== Segment start ==

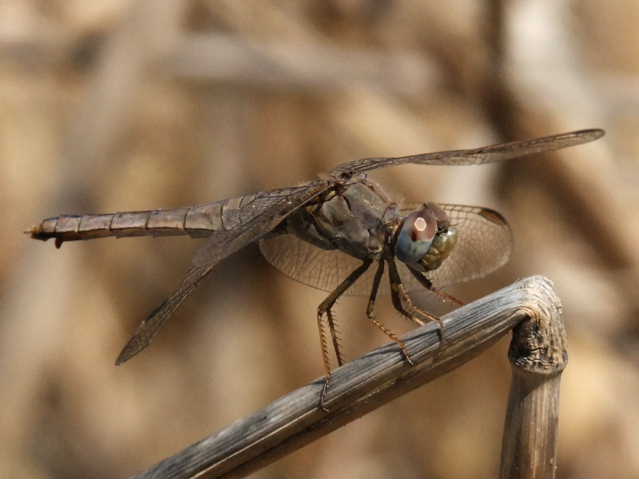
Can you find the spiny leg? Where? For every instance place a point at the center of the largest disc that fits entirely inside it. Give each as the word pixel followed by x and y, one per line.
pixel 426 283
pixel 400 296
pixel 324 310
pixel 370 313
pixel 397 288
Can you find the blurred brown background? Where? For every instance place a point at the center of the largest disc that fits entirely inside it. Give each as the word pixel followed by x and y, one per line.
pixel 129 105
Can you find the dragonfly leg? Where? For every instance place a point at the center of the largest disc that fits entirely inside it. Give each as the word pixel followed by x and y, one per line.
pixel 401 297
pixel 324 312
pixel 426 283
pixel 370 313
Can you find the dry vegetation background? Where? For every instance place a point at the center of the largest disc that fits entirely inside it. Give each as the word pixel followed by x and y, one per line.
pixel 118 105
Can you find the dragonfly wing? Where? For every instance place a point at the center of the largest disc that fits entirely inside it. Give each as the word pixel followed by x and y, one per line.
pixel 244 220
pixel 484 244
pixel 325 269
pixel 475 156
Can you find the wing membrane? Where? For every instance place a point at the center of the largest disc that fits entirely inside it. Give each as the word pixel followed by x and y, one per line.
pixel 484 244
pixel 250 218
pixel 475 156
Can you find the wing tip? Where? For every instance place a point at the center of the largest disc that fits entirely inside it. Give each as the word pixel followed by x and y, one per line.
pixel 131 348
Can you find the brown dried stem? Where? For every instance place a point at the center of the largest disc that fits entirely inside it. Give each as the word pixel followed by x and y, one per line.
pixel 360 386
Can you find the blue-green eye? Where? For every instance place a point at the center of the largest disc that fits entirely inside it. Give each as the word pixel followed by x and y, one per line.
pixel 425 238
pixel 414 238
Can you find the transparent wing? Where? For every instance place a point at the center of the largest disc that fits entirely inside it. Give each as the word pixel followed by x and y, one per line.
pixel 475 156
pixel 245 220
pixel 484 244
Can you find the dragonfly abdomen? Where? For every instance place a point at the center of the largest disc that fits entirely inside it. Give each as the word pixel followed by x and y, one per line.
pixel 196 221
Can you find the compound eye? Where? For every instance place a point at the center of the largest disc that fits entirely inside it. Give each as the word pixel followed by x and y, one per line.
pixel 414 238
pixel 420 228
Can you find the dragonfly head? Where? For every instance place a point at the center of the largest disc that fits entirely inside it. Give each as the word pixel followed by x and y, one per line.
pixel 425 238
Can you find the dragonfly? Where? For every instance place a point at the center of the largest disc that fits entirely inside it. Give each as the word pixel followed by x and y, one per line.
pixel 328 233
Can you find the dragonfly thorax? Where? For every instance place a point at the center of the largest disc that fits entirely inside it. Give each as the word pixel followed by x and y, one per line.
pixel 352 218
pixel 425 238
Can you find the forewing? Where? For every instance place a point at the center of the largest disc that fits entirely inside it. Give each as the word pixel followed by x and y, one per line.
pixel 475 156
pixel 243 221
pixel 325 269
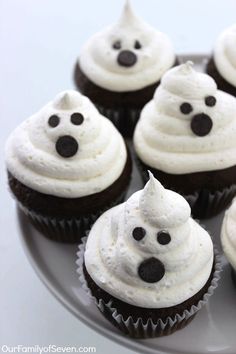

== Segment end ==

Directions for this task: Transcribe, word for word, the line holding "Can you find the forewing?" and all lines after it in the entries above, ending with the last. Only those lines; no pictures.

Written answer:
Can you find the forewing? Where? For every instance place a point at the center of the largest disc that fits entirely inside it. Give each as the word pixel followed by x and y, one per line.
pixel 475 156
pixel 243 221
pixel 325 269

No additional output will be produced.